- _Supplied text_:

Warner Bros bet heavily again on expensive talent here, with Robert Zemeckis bringing his adaptation of Carl Sagan’s Contact to the studio for his first film post-Forrest Gump. Warner Bros duly footed the $90m bill (back when that was still seen as a lot of money for a movie), a good chunk of which went to Jodie Foster. It invested heavily in special effects, and gave Zemeckis licence to make the film that he wanted.

The studio was rewarded with the most intelligent and arguably the best blockbuster of the summer. I’ve looked back at Contact in a lot more detail here, and it remains a fascinating film that’s stood the test of time (and arguably influenced Christopher Nolan’s more recent Interstellar).

Reviews were strong, it looked terrific, and the initial box office was good.

But then the problem hit. For whilst Contact was a solid hit for Warner Bros, it wasn’t a massively profitable one. Had Father’s Day and Batman & Robin shouldered the box office load there were supposed to, it perhaps wouldn’t have been a problem. But when they failed to take off, the pressure shifted to Contact.

The movie would gross $100.9m in the Us, and add another $70m overseas (this being an era were international box office rarely had the importance it has today). But once Warner Bros had paid its bills, there wasn’t a fat lot over for itself. Fortunately, the film still sells on disc and on-demand. Yet it wasn’t to be the massive hit the studio needed back in 1997.

July - One Eight Seven

From director Kevin Reynolds, the man who helmed Robin Hood: Prince Of Thieves and Waterworld, came modestly-priced drama 187, starring Samuel L Jackson (in a strong performance). Warner Bros wouldn’t have had massive box office expectations for the film (although it can't have been unaware that the inspirational teacher sub-genre was always worth a few quid), and it shared production duties on the $20m movie with Mel Gibson’s Icon Productions. But still, it would have had its eye on a modest success. What it got in return was red ink.

The film’s not a bad one, and certainly worth seeking out. But poor reviews gave the film an uphill struggle from the off – smaller productions arriving mid-summer really needed critics on their side, as they arguably still do – and it opened to just $2.2m of business (the less edgy, Michelle Pfeiffer-headlined school drama Dangerous Minds had been a surprise hit not two years before).

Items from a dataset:

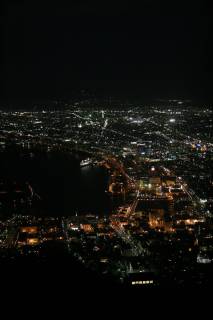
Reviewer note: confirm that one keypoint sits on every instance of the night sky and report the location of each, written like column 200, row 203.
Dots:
column 158, row 49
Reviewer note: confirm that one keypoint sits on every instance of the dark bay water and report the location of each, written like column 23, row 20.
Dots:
column 64, row 187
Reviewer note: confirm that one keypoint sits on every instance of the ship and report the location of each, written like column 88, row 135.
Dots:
column 86, row 162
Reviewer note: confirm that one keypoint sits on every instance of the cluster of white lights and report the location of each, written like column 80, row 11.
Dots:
column 142, row 282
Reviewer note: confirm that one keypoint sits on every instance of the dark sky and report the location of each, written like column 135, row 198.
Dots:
column 158, row 49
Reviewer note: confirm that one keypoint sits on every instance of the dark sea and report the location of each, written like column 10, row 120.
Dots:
column 60, row 185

- _Work instructions_:
A. In the piece on Warner Bros' 1997 films, translate the sentence "The studio was rewarded with the most intelligent and arguably the best blockbuster of the summer." into Spanish.
B. Proceed with the piece on Warner Bros' 1997 films, picking up after its final sentence.

- _Written answers_:
A. El estudio se vio recompensado con la superproducción más inteligente y posiblemente la mejor del verano.

B.
By the time its run was done, 187 hadn’t even come close to covering its production costs, with just under $6m banked.

Warner Bros’ summer slate was running out of films. But at least it had one of its most reliable movie stars around the corner…

August - Conspiracy Theory

What could go wrong? Mel Gibson and Julia Roberts were two of the biggest movie stars in the world in 1997, at a time when movie stars still equated to box office gold. Director Richard Donner, one of Warner Bros’ favourite directors, had delivered the Lethal Weapons, Maverick, Superman, The Goonies and more for the studio. Put them altogether, with Patrick Stewart (coming to wider public consciousness at the time off the back of his Star Trek: The Next Generation work) as a villain, and it should have been a big hit.

Conspiracy Theory proved to be one of the more ambitious summer blockbusters of the era. It lacks a good first act, which would be really useful in actually setting up more of what’s going on. But Gibson played an edgy cab driver who believes in deep government conspiracies, and finds himself getting closer to the truth than those around him sometimes give him credit for.

Warner Bros was probably expecting another Lethal Weapon with the reunion of Gibson (who had to be persuaded to take Conspiracy Theory on) and Donner (it’s pretty much what it got with the hugely enjoyable Maverick a few years’ earlier), but instead it got a darker drama, with an uneasy central character that didn’t exactly play to the summer box office crowd.

The bigger problem, though, was that the film never quite worked as well as you might hope. Yet star power did have advantages. While no juggernaut, the film did decent business, grossing $137m worldwide off the back of an $80m budget ($40m of which was spent on the salaries for the talent before a single roll of film was loaded into a camera). That said, in the Us it knocked a genuine smash hit, Air Force One, off the top spot. Mind you in hindsight, that was probably the film that the studio wished it had made (the cockpit set of Warner Bros' own Executive Decision was repurposed for Air Force One, fact fans).

Still: Warner Bros did get Lethal Weapon 4 off Gibson and Donner a year later…

August - Free Willy 3: The Rescue

Yeah.

Warner Bros opened its third Free Willy film on the same day as Conspiracy Theory (can you imagine a studio opening two big films on the same day now), but it was clear that this was a franchise long past its best days (and its best days hardly bring back the fondest of memories).

Still, Free Willy movies were relatively modest in cost to put together, and Warner Bros presumably felt this was a simple cashpoint project. But in a year when lots of family movies did less business than expected (Disney’s Hercules, Fox’s Home Alone 3, Disney’s Mr Magoo), Free Willy 3 barely troubled the box office. It took in just over $3m in total, and Willy would not be seen on the inside of a cinema again.

August - Steel

Not much was expected from Steel, a superhero movie headlined by Shaquille O’Neal. Which was fortunate, because not much was had.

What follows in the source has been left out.